- [To do]
A. Reproduce the stretch of the March for Science article from "March for Science rallies are" through "threats to science.".
B. According to the March for Science article, in how many cities worldwide are the rallies being held?
C. Extend the March for Science article beyond its final sentence.

*** Opening Extract to read ***

March for Science rallies take aim at climate change skepticism, proposed budget cuts

March for Science rallies are being help across the country Saturday in response to what organizers and attendees see as increasing attacks on science.

“When scientists were told on January 25 to be silent, this rally was conceived,” poet Jane Hirshfield told a rain-soaked crowd at a rally near the Washington Monument, footsteps from the White House that President Trump took over on January 20.

Hirshfield was preceded on stage by New Wave star Thomas Dolby, who sang his 1982, techo-influenced hit “She Blinded Me with Science.”

Trump critics see the president’s proposed cutbacks at the Environmental Protection Agency and his administration’s skepticism about what is causing climate change and related issues as threats to science.  

However, organizers say the march is political but not partisan — promoting the understanding of science and defending it from attacks, including a proposed 20 percent cutback at the National Institutes of Health.

“It’s not about the current administration,” said co-organizer and public health researcher Caroline Weinberg. “The truth is we should have been marching for science 30 years ago, 20 years, 10 years ago. … The current (political) situation took us from kind of ignoring science to blatantly attacking it. And that seems to be galvanizing people in a way it never has before.”

The rallies, coinciding with Earth Day, are being held in more than 500 cities worldwide including New York and Geneva.

Marchers in Geneva carried signs that read, “Science — A Candle in the Dark” and “Science is the Answer.”

*** Closing Extract to read ***
*** Opening Study material ***

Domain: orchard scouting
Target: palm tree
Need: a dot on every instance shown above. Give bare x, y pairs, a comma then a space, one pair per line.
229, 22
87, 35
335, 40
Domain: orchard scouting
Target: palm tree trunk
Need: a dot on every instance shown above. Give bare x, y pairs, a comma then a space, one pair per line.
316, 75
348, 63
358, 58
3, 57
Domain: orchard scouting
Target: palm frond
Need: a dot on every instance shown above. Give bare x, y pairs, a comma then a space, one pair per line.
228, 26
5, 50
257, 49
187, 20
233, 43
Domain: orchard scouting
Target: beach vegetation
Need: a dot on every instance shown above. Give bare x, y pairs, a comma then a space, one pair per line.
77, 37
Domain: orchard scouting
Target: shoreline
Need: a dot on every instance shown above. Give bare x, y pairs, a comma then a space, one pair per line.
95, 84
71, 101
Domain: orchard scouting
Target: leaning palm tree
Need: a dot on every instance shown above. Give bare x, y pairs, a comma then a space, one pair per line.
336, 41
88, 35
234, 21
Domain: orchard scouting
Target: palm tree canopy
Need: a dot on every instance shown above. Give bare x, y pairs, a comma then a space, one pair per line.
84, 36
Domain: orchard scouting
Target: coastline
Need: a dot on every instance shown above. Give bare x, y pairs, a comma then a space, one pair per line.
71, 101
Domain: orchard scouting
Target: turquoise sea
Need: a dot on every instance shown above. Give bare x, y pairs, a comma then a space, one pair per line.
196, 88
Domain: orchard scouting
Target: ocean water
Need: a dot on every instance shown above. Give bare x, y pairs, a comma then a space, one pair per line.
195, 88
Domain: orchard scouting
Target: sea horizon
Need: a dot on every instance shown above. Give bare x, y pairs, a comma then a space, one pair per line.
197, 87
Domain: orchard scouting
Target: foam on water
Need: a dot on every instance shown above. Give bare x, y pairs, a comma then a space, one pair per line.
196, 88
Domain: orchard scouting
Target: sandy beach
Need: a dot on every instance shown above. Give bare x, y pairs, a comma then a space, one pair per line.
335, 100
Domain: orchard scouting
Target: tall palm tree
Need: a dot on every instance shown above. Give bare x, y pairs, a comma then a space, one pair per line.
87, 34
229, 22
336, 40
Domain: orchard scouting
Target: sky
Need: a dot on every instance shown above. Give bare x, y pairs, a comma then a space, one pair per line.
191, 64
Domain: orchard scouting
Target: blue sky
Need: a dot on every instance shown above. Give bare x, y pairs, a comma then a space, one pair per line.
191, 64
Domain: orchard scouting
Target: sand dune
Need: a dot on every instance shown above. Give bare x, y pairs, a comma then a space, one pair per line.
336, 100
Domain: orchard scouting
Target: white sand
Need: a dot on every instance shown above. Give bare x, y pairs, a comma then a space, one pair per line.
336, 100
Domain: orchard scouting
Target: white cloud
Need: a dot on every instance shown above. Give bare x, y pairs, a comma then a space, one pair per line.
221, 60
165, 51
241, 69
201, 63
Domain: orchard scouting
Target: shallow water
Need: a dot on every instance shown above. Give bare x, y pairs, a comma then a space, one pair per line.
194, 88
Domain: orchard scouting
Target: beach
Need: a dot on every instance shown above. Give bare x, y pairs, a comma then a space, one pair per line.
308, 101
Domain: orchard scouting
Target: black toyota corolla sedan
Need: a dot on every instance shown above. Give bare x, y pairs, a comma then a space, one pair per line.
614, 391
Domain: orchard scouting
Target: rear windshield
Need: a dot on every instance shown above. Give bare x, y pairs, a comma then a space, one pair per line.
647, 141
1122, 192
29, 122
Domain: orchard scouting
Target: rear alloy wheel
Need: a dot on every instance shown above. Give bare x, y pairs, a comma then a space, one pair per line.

*** Closing Study material ***

- [Responses to the tasks]
A.
March for Science rallies are being help across the country Saturday in response to what organizers and attendees see as increasing attacks on science.

“When scientists were told on January 25 to be silent, this rally was conceived,” poet Jane Hirshfield told a rain-soaked crowd at a rally near the Washington Monument, footsteps from the White House that President Trump took over on January 20.

Hirshfield was preceded on stage by New Wave star Thomas Dolby, who sang his 1982, techo-influenced hit “She Blinded Me with Science.”

Trump critics see the president’s proposed cutbacks at the Environmental Protection Agency and his administration’s skepticism about what is causing climate change and related issues as threats to science.

B. More than 500 cities worldwide.

C.
In London, physicists, astronomers, biologists and celebrities gathered for a march past the city’s most celebrated research institutions. Supporters carried signs showing images of a double helix and chemical symbols.

The protest was putting scientists, who generally shy away from advocacy and whose work depends on objective experimentation, into a more public position.

Signs and banners readied for the Washington rally reflected anger, humor and obscure scientific references, such as “No Taxation without Taxonomy.”

Taxonomy is the science of classifying animals, plants and other organisms.

Scientists involved in the march said they were anxious about political and public rejection of established science such as climate change and the safety of vaccine immunizations.

“Scientists find it appalling that evidence has been crowded out by ideological assertions,” said Rush Holt, a former physicist and Democratic congressman who runs the American Association for the Advancement of Science. “It is not just about Donald Trump, but there is also no question that marchers are saying ‘when the shoe fits.”